▶ **WHAT IS REQUIRED**
Replace "rough mask" with "coarse mask" everywhere in the data below and reproduce the data with no other changes.

(RECORDS FOR THIS TASK)

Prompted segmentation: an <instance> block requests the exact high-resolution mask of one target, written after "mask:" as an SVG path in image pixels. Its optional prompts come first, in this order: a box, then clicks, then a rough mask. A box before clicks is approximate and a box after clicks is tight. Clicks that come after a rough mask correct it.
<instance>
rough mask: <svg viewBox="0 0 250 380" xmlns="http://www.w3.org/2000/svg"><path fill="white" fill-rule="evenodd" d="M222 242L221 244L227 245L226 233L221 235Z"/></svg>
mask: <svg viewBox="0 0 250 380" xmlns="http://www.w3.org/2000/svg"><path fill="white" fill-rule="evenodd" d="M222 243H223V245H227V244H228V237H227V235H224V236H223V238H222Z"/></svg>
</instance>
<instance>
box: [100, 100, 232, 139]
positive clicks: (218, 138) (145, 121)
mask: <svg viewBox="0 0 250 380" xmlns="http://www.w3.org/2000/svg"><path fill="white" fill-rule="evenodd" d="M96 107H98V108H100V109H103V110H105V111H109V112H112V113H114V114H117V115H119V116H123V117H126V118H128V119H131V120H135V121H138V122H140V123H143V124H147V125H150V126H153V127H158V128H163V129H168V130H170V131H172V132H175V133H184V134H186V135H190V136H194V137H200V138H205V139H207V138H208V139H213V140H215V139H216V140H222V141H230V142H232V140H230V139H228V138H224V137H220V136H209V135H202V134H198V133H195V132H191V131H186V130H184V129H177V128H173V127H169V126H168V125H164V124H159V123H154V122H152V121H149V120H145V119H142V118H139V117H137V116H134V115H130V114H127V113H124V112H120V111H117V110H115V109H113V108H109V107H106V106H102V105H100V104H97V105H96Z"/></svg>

(End RECORDS FOR THIS TASK)

▶ **THE ANSWER**
Prompted segmentation: an <instance> block requests the exact high-resolution mask of one target, written after "mask:" as an SVG path in image pixels. Its optional prompts come first, in this order: a box, then clicks, then a coarse mask. A box before clicks is approximate and a box after clicks is tight. Clicks that come after a coarse mask correct it.
<instance>
coarse mask: <svg viewBox="0 0 250 380" xmlns="http://www.w3.org/2000/svg"><path fill="white" fill-rule="evenodd" d="M222 242L221 244L227 245L226 233L221 235Z"/></svg>
mask: <svg viewBox="0 0 250 380" xmlns="http://www.w3.org/2000/svg"><path fill="white" fill-rule="evenodd" d="M222 243H223V245H227V244H228V237H227V235H224V236H223V238H222Z"/></svg>
</instance>
<instance>
box: [100, 100, 232, 139]
positive clicks: (218, 138) (145, 121)
mask: <svg viewBox="0 0 250 380" xmlns="http://www.w3.org/2000/svg"><path fill="white" fill-rule="evenodd" d="M96 107H98V108H100V109H103V110H105V111H109V112H112V113H114V114H117V115H119V116H123V117H126V118H128V119H131V120H135V121H138V122H140V123H143V124H147V125H150V126H153V127H158V128H163V129H168V130H170V131H172V132H175V133H184V134H186V135H190V136H194V137H200V138H205V139H207V138H208V139H213V140H215V139H216V140H222V141H230V142H232V140H230V139H228V138H224V137H220V136H209V135H202V134H198V133H195V132H191V131H186V130H184V129H177V128H173V127H169V126H168V125H164V124H159V123H154V122H152V121H149V120H145V119H142V118H139V117H137V116H134V115H130V114H127V113H124V112H120V111H117V110H115V109H113V108H109V107H106V106H102V105H100V104H97V105H96Z"/></svg>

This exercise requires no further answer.